[Required action]: In the listing below, every line with the word "laid" needs to be copied.

[Exercise data]:

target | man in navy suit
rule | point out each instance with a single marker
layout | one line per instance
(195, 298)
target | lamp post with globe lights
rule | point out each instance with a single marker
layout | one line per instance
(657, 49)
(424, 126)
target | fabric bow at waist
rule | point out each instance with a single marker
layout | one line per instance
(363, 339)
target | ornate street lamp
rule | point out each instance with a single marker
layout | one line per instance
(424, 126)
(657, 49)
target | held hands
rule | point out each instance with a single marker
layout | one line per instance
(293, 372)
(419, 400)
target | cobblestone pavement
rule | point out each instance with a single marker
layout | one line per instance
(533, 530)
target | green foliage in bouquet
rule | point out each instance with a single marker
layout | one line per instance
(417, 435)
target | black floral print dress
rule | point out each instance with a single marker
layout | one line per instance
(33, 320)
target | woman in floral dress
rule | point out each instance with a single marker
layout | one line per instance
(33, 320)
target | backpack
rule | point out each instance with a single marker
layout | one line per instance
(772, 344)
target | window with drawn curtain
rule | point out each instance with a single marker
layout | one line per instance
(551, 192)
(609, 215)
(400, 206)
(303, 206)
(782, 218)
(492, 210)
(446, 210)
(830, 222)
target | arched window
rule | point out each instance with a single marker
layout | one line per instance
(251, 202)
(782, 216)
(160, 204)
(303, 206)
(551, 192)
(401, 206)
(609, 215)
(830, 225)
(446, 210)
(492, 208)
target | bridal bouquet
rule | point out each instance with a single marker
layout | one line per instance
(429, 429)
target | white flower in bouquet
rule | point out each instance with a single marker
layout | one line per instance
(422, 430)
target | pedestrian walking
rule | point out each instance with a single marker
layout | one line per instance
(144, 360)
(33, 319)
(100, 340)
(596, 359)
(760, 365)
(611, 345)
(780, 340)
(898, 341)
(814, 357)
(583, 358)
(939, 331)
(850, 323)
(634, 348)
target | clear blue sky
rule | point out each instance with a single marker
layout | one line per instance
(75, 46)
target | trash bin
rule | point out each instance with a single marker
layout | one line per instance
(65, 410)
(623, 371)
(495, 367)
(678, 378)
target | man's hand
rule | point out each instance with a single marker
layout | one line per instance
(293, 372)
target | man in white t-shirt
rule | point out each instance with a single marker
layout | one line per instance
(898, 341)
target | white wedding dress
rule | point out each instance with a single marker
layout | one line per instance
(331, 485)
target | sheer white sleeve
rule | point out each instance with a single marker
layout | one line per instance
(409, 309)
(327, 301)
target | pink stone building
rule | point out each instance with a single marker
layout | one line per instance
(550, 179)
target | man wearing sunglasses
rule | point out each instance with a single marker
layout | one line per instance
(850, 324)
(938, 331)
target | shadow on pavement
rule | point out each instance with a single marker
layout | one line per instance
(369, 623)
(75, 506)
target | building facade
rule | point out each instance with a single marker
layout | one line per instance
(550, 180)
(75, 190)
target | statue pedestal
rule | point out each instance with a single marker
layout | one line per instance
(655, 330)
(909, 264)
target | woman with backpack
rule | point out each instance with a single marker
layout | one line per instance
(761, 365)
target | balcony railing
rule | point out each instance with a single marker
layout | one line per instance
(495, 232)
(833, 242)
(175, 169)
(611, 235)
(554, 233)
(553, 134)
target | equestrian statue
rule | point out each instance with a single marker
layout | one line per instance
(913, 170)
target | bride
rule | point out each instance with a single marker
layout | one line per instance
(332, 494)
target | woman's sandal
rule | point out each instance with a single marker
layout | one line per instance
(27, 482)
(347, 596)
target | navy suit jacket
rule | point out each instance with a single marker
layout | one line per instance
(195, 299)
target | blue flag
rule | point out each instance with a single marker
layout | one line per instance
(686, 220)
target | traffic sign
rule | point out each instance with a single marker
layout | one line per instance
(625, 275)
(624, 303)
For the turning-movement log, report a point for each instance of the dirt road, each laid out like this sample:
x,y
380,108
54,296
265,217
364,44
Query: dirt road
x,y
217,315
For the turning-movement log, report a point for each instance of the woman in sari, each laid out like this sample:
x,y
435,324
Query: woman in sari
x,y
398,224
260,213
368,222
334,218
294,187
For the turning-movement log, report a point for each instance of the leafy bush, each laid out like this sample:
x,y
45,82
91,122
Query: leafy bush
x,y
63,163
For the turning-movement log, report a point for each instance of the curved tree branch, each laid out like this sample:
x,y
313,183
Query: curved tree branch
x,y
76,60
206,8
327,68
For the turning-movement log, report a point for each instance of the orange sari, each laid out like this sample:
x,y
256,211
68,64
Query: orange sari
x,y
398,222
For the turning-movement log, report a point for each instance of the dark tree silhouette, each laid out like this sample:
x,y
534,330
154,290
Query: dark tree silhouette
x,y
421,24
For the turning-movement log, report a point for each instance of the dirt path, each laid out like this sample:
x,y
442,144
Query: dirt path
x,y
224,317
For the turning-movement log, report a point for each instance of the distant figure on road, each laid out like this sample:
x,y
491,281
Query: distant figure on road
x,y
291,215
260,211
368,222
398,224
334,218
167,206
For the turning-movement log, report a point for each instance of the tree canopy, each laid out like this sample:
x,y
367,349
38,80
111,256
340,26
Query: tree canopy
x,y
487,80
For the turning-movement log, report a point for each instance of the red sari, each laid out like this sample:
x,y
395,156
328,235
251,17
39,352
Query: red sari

[Result of the task]:
For the turning-movement log, report a point for each instance of the dirt road, each laid out like this sample:
For the turning-movement log, report a point for each instance of the woman in sari, each laid out like this sample:
For the turning-movement log, report a point for each instance of the leafy bush, each laid out like this sample:
For the turning-movement log, report a point for each instance of the curved tree branch, each laid out like this sample:
For the turning-movement log, report a point for each instance of the orange sari, each laid out like this sample:
For the turning-movement log, report a point for each instance of the dark tree silhouette, each laid out like this sample:
For the turning-movement log, report a point for each instance of the dirt path, each laid out like this sample:
For the turning-movement log, report a point for each instance of the distant figure on road, each laid out like this sample:
For the turning-movement log, report a point for each instance of the tree canopy, each laid out like this sample:
For the turning-movement log, report a point for each instance of the red sari, each laid out like this sample:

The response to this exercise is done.